- _BRIEF_: Reproduce the passage on South Tarawa between "Multi-story buildings are" and "land are common.", inclusive.

** Opening PASSAGE PROVIDED block **

The land area of South Tarawa is officially recorded as 3896 acres or 15.76 square km.

Much of this land is not available for use, including the water reserve and runway, the causeways, and a large area of reclaimed land at Temwaiku, the eastern corner of the atoll, which is too swampy and low-lying. If these areas are excluded, the land area of South Tarawa is only just over 1,000 hectares (10 square km or 2,500 acres) and the population density of 49 people per hectare or 4,905 per square km is almost equal to the density of London (5,100 people per km^{2}) and twice the density of Sydney or Auckland.

Multi-story buildings are very uncommon on South Tarawa. The high population is accommodated through large household sizes, with an average of 7.3 people per household, on small land plots. Most land is owned by the original families or kain Tarawa, although in the main centres of Betio, Bairiki and Bikenibeu there are large areas of land on long-term lease to the government. Without access to family lands or government housing, many South Tarawa residents have no choice but to become squatters; disputes over land are common.

South Tarawa and especially Betio have high rates of respiratory infections, diarrhoea, and dysentery, all of which have been linked to overcrowding. Unsustainable development in South Tarawa is a concern to the government and to Kiribati's aid partners. Anote Tong's administration aims to ease the problem in the country's main urban centre by encouraging people to stay and to resettle in outer islands. It has invested in facilities such as the South Kiribati Hospital to spread institutions and services out around the islands and relieve South Tarawa from overcrowding.

** Closing PASSAGE PROVIDED block **
** Opening INFORMATION SUPPLIED block **

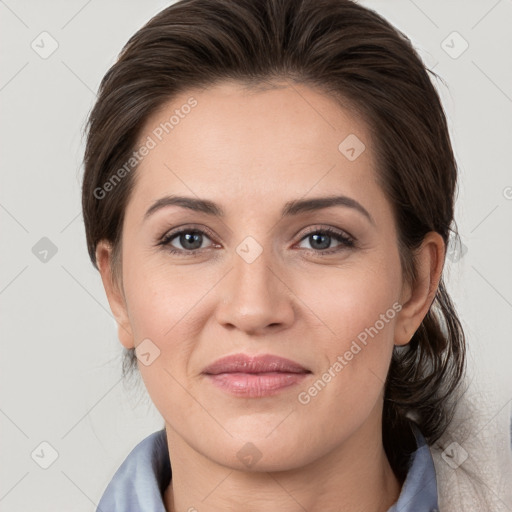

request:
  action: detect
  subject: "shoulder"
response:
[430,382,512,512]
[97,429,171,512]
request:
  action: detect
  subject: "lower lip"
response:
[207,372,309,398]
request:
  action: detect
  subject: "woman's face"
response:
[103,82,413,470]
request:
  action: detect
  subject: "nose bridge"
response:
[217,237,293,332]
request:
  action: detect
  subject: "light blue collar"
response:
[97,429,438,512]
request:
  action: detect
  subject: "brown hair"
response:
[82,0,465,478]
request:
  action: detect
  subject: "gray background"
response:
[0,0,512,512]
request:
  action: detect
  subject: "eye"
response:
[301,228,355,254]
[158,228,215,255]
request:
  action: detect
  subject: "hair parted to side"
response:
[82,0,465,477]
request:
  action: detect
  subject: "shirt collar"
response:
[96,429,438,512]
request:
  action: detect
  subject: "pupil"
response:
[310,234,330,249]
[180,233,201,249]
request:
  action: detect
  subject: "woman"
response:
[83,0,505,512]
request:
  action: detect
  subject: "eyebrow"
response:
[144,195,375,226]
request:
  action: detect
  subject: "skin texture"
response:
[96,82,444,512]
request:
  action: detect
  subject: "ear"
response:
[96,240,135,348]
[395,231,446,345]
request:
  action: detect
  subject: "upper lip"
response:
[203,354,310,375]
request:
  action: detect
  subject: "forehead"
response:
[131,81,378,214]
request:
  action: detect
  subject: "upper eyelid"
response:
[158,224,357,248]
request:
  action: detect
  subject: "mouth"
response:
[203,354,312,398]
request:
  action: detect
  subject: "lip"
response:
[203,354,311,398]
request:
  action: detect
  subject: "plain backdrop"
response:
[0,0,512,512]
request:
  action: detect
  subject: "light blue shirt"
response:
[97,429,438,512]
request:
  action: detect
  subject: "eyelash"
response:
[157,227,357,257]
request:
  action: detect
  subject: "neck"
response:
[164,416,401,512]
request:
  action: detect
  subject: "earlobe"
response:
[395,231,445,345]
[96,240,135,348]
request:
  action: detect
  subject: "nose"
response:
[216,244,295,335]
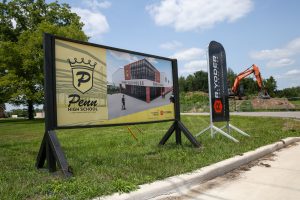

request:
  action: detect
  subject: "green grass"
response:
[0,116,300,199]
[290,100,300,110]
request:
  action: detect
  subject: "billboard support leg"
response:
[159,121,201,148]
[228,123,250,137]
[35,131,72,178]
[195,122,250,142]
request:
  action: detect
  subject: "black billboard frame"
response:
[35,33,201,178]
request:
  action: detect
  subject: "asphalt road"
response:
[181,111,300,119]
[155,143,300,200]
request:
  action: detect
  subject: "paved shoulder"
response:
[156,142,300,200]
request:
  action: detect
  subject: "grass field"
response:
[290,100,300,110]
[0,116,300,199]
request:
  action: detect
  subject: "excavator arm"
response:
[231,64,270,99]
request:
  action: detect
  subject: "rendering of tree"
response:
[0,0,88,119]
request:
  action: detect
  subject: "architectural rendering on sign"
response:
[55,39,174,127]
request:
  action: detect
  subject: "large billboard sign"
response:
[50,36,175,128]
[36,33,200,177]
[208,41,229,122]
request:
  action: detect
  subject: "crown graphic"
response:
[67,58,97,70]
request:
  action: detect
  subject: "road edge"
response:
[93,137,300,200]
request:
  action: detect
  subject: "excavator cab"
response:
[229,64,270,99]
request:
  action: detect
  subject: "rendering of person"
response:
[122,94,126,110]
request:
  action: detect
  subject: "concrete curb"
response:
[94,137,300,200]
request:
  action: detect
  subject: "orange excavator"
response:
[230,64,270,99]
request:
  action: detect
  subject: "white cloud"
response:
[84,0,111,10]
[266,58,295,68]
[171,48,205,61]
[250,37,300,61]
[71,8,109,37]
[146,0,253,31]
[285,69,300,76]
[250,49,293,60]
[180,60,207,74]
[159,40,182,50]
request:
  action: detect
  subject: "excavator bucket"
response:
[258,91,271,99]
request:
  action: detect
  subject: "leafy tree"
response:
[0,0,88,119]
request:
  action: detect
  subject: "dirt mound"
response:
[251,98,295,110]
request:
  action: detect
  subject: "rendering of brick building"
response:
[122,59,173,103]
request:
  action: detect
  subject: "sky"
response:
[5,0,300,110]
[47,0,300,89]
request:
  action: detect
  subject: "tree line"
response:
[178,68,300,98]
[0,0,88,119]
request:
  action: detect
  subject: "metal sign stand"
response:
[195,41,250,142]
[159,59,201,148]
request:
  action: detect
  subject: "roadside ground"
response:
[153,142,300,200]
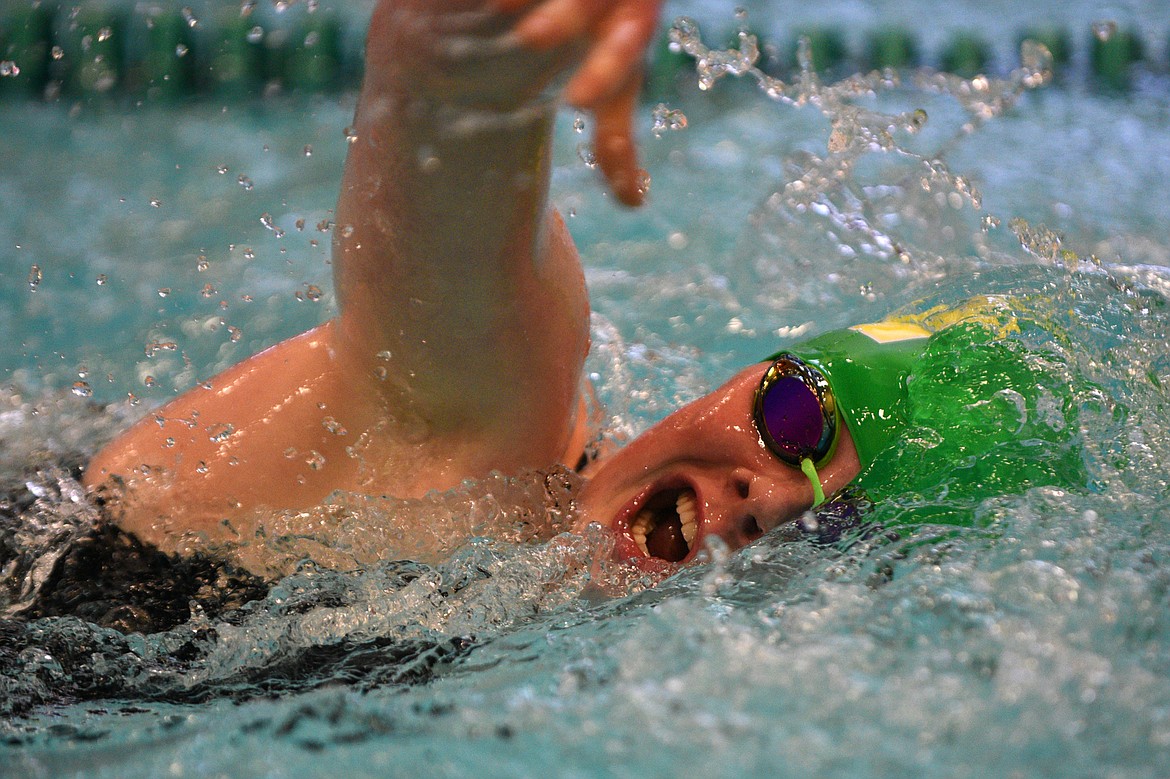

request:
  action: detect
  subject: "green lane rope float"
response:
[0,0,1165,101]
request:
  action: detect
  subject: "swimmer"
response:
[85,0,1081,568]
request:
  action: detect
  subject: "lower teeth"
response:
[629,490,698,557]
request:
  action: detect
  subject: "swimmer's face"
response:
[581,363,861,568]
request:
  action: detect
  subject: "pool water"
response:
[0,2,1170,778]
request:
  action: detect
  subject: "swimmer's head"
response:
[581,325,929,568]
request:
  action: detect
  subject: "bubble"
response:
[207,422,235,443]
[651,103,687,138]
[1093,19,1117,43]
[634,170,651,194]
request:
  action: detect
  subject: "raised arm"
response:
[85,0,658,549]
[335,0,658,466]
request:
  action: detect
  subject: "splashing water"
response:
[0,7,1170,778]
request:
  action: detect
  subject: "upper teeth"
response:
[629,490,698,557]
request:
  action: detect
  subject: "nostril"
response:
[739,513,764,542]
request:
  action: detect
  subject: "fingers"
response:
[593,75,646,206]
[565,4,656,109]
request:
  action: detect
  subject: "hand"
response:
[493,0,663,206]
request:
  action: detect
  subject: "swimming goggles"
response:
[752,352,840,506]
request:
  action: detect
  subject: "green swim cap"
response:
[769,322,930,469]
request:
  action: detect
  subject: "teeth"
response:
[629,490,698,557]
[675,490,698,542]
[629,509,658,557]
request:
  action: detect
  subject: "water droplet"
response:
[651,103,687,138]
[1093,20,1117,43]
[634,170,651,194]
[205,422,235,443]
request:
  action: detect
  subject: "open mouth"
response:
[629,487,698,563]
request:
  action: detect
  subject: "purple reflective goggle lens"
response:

** Closing INFORMATION SUPPLIED block **
** Opening INFORMATION SUPPLIED block **

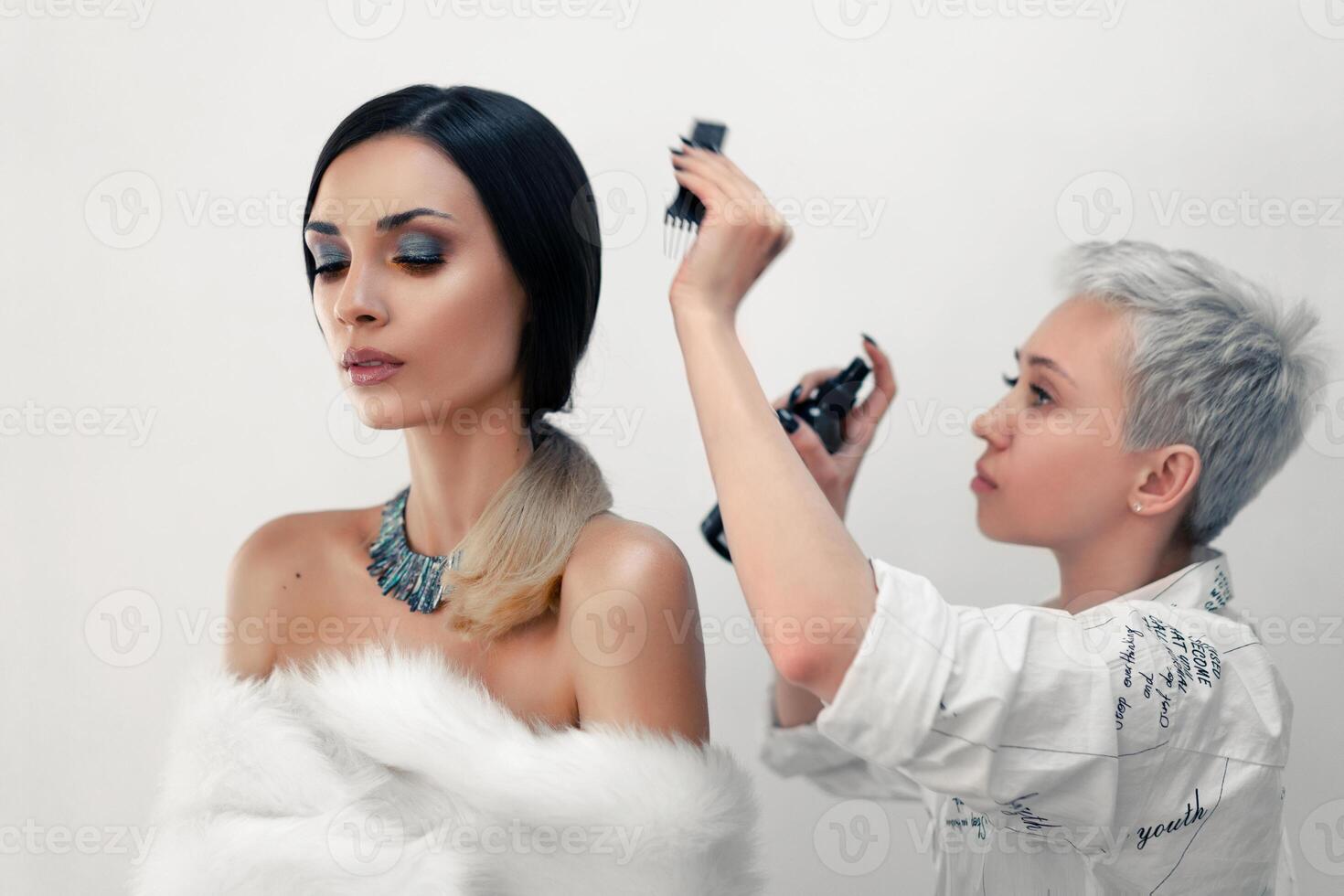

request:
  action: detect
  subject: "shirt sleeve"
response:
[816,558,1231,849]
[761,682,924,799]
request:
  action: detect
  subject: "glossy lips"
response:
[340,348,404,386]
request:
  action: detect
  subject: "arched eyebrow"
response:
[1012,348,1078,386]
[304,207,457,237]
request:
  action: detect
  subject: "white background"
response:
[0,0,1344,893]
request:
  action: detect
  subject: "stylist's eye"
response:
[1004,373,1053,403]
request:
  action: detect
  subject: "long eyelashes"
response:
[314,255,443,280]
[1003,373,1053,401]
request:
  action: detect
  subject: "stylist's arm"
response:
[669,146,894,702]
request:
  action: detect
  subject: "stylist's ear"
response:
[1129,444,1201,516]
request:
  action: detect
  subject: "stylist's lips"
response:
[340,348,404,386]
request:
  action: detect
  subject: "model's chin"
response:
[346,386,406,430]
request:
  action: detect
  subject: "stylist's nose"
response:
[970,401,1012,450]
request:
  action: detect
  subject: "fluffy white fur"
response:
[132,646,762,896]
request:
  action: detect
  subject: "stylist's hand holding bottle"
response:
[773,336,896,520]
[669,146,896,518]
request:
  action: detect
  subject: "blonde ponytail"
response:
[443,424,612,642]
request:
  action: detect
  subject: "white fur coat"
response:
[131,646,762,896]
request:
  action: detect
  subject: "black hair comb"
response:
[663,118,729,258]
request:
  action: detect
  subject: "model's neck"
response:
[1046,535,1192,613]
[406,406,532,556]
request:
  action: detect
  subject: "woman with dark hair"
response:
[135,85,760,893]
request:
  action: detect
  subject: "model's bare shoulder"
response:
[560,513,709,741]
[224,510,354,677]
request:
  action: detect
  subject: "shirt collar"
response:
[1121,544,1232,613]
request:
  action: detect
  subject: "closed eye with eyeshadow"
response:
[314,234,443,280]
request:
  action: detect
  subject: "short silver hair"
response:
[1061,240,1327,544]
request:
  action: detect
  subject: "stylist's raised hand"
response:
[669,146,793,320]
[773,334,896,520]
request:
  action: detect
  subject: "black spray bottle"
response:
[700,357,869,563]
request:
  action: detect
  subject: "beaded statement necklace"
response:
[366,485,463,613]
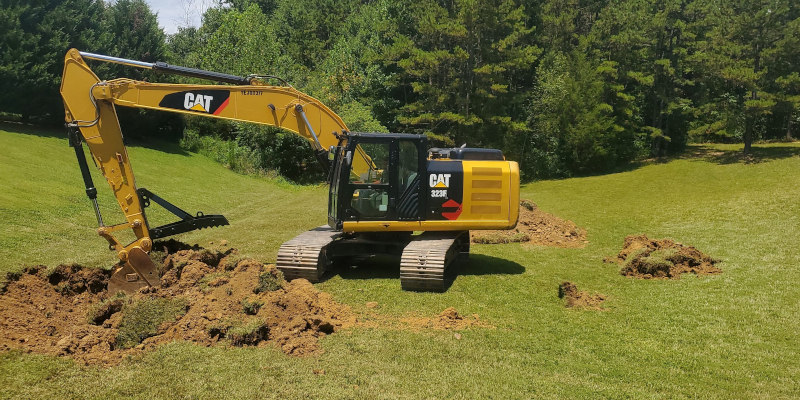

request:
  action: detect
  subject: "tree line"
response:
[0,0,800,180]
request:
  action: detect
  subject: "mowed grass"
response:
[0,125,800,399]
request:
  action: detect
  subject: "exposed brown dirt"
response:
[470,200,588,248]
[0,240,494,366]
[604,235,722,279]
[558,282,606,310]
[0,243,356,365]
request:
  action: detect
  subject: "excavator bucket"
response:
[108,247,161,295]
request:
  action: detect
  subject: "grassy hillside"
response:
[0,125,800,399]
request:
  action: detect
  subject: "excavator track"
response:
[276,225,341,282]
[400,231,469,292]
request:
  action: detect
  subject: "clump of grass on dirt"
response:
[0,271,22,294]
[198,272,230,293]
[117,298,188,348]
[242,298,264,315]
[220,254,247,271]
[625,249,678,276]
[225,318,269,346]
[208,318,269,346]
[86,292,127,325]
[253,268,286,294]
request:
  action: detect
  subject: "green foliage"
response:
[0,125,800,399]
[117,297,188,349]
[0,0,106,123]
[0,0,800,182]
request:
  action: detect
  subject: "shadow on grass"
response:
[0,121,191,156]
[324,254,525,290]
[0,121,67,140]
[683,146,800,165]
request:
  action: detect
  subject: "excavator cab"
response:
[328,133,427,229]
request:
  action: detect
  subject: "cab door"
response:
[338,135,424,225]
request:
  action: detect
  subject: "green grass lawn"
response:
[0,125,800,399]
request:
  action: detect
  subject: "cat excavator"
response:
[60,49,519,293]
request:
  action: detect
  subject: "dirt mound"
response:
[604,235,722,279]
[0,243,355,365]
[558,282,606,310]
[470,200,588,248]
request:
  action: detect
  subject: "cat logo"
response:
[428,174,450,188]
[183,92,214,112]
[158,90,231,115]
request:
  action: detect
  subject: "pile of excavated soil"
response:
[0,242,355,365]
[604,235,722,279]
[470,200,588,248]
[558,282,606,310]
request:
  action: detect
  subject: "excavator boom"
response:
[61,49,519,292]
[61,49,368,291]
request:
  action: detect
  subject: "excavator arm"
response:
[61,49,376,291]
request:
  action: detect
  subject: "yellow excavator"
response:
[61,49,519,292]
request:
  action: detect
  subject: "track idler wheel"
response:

** Closing INFORMATION SUPPLIED block **

- _REPLY TO THE EXERCISE_:
Multi-story buildings are very uncommon on South Tarawa. The high population is accommodated through large household sizes, with an average of 7.3 people per household, on small land plots. Most land is owned by the original families or kain Tarawa, although in the main centres of Betio, Bairiki and Bikenibeu there are large areas of land on long-term lease to the government. Without access to family lands or government housing, many South Tarawa residents have no choice but to become squatters; disputes over land are common.